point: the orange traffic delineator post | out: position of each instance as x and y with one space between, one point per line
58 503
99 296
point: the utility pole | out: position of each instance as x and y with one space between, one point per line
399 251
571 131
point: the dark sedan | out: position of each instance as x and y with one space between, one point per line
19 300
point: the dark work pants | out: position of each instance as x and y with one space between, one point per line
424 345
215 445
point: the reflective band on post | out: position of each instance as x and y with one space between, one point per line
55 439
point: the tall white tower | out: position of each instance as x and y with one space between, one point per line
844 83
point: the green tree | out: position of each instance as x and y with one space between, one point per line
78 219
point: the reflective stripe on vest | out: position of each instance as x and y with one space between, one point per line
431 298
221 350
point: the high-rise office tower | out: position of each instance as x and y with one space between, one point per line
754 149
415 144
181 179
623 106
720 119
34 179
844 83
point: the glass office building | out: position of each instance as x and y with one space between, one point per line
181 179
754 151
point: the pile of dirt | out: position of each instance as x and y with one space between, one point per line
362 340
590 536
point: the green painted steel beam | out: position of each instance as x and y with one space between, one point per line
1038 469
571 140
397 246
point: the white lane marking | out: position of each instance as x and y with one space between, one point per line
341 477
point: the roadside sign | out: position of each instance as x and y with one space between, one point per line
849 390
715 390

---

Reproduce every line of the items above, requests included, shifting each x and y coordinate in the answers by adding 4 to it.

**TASK RESPONSE**
point: the orange traffic delineator post | out: position of each instance as x and y with one space between, one point per line
62 507
103 300
point: the utility pole | out: position of each instance as x and y with one space between, one point per line
403 255
575 135
point: the dark sedan | out: position of each instance as x and y with one space between, one point per line
23 304
point: the dark work pants | out: position of each instance as x and y with one space between, one point per line
428 349
219 449
point: the reflective band on post | out: position of each instance as x and y with one space between, one point per line
59 443
point: the tall white tower | out: position of each instance as x and y with one space between, one point per line
848 87
point: the green tree | out: position of each instance as x and y with one space between, one point per line
82 223
point: the reflective stripe on vest | out: position of each instance as x and y with one space between, one point per line
435 302
225 354
point: the high-rise office tower | out: position of each instance as x and y with one space between, one point per line
758 153
419 148
185 183
627 110
724 123
38 183
848 87
point: the glass office building | out: position of each instance as x and y with one space between, one point per line
185 183
758 155
point: the pile of dirt | out: position of each instance as x and y with one space between, one point per line
366 344
594 540
point: the green painted steel beam | out: position of each instance as x and y with one space between, one point per line
1042 473
575 144
401 250
point: the white lane marking | out: position of each instance as x and y with one space between, one point per line
345 481
point: the roadside sign | out: position of each instance as x and y with one space between, one point per line
853 394
719 394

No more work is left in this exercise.